WHAT YOU HAVE TO DO:
Report each line in the entries below that contains the string "positive", copying every such line in full.

DATA TO USE:
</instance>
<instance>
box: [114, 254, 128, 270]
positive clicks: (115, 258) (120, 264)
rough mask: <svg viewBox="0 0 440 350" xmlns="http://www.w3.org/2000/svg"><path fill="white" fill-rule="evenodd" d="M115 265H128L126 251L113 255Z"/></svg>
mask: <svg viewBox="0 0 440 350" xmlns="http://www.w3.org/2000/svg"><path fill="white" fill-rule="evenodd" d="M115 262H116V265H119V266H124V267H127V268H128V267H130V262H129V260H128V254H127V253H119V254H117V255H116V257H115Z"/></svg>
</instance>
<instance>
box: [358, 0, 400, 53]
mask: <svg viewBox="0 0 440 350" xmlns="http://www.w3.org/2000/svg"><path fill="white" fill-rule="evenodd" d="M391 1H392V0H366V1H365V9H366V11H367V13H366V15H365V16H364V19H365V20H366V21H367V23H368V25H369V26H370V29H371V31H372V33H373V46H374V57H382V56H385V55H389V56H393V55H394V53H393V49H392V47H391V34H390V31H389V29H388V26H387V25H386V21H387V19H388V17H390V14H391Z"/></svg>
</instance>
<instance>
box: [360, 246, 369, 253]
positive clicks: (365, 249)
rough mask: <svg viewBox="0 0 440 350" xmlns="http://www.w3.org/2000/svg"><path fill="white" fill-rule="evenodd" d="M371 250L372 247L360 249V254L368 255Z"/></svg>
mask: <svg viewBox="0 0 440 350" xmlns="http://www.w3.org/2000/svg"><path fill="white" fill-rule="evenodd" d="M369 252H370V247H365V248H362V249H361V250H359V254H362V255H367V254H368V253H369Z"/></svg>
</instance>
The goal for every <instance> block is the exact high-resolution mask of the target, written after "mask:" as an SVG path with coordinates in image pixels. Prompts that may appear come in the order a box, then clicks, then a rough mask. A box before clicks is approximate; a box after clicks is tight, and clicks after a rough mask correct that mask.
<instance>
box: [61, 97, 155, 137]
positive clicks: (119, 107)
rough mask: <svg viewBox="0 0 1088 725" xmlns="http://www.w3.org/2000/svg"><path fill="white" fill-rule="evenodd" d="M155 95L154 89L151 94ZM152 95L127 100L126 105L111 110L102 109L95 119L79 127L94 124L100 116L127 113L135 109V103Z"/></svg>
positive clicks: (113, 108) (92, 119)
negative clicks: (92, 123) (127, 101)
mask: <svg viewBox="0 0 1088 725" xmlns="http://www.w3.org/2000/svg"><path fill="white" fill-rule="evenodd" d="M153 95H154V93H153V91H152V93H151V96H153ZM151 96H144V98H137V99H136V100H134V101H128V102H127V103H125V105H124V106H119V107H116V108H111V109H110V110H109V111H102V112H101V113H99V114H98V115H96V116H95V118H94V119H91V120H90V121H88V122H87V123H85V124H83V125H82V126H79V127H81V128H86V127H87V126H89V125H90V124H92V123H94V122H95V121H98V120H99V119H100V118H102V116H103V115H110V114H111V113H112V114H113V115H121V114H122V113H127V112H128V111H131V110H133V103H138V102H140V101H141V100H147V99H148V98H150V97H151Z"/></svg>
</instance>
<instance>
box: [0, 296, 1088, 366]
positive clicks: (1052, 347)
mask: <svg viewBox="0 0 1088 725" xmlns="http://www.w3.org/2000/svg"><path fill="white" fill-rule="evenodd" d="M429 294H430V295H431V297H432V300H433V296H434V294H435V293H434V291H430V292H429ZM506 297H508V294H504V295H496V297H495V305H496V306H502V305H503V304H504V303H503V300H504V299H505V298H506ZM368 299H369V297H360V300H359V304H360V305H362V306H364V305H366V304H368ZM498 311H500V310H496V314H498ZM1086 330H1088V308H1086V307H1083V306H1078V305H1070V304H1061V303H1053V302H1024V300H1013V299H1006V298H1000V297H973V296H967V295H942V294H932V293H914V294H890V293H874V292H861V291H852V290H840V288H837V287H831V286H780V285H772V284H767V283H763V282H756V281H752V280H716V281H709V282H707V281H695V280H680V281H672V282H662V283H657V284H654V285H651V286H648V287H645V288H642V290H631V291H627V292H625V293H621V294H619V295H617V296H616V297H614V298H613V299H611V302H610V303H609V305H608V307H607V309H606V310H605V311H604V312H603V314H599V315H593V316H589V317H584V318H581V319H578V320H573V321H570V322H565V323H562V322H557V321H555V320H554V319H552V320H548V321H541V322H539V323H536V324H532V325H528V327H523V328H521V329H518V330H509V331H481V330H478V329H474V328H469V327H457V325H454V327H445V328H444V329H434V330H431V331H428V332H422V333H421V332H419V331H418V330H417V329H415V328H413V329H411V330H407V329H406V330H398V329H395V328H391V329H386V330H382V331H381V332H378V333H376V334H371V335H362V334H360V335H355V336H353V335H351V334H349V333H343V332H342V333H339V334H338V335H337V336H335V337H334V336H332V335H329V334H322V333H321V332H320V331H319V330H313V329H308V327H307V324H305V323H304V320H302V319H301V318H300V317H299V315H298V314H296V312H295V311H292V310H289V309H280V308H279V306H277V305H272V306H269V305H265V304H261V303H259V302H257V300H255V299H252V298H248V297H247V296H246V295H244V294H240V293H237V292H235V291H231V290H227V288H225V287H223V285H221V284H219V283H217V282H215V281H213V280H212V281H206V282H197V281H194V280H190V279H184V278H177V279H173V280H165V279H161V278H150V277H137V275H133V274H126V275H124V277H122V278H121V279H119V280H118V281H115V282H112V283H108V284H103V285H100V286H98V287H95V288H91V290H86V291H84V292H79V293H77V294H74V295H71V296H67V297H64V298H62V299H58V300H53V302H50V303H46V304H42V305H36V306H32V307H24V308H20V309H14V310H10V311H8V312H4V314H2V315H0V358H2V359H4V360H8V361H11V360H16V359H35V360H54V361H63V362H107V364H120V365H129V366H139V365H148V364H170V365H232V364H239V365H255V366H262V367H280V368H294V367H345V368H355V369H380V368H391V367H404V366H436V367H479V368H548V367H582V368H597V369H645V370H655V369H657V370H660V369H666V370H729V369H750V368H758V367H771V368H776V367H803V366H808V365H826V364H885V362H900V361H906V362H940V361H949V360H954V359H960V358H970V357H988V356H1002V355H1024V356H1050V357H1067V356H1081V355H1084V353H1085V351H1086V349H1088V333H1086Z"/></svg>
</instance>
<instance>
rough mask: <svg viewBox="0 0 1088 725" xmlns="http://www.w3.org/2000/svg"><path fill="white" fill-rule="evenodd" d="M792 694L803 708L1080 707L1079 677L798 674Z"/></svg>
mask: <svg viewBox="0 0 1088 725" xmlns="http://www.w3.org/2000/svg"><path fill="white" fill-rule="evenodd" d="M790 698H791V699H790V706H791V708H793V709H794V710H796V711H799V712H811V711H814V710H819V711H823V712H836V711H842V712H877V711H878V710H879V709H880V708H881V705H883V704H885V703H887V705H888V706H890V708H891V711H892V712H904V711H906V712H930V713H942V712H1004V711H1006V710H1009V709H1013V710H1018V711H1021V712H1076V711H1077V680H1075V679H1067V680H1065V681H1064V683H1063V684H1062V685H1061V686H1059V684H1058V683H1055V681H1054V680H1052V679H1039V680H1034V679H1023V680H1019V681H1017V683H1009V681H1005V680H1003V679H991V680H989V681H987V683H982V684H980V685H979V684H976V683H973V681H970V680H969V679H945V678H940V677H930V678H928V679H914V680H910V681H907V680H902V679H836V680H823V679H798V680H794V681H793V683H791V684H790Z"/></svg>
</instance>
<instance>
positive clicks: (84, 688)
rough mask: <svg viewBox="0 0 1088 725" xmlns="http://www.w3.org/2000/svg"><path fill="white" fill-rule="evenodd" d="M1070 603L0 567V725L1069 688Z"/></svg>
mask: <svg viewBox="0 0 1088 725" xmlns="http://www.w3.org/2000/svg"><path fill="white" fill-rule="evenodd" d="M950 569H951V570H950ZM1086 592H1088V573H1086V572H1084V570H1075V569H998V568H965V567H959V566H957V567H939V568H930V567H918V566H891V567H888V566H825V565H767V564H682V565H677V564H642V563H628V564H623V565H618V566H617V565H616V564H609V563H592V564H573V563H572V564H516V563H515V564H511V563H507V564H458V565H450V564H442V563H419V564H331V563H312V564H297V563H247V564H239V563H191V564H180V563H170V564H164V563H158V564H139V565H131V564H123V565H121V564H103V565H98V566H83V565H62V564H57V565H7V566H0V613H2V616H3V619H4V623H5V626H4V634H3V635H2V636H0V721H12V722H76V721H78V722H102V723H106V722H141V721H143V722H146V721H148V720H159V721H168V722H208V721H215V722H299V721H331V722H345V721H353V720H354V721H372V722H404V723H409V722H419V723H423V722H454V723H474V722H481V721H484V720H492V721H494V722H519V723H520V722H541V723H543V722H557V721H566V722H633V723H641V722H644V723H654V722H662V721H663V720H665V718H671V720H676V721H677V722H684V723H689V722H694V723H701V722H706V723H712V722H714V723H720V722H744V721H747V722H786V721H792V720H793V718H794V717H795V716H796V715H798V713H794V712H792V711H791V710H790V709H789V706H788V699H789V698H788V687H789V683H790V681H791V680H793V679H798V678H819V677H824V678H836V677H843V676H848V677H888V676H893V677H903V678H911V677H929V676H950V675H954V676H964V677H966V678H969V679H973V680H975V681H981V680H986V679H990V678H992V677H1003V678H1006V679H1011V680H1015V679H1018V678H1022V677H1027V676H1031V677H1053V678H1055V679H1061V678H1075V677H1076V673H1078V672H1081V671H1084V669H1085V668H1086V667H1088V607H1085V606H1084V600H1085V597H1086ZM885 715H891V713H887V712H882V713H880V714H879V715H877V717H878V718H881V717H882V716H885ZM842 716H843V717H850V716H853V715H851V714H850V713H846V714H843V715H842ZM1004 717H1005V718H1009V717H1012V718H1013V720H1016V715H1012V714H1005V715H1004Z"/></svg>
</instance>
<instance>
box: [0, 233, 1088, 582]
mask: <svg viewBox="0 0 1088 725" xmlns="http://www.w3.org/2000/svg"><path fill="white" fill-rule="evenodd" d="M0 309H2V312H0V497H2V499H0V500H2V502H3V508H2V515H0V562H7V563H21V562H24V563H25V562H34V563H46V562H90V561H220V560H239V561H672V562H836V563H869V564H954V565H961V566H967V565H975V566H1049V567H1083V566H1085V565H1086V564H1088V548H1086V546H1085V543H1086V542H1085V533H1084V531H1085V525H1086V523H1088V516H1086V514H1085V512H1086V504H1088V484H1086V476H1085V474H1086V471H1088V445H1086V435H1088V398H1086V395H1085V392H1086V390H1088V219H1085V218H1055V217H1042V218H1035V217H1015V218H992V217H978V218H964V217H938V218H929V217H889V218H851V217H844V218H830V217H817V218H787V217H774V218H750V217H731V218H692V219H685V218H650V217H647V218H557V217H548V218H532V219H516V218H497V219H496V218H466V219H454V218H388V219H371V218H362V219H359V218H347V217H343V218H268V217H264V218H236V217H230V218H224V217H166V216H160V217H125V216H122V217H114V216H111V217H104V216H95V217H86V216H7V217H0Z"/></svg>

ANSWER FOR THIS EXERCISE:
positive clicks: (115, 258) (120, 264)
positive clicks: (365, 249)
positive clicks: (119, 107)
positive clicks: (113, 108) (92, 119)
positive clicks: (1052, 347)
positive clicks: (84, 688)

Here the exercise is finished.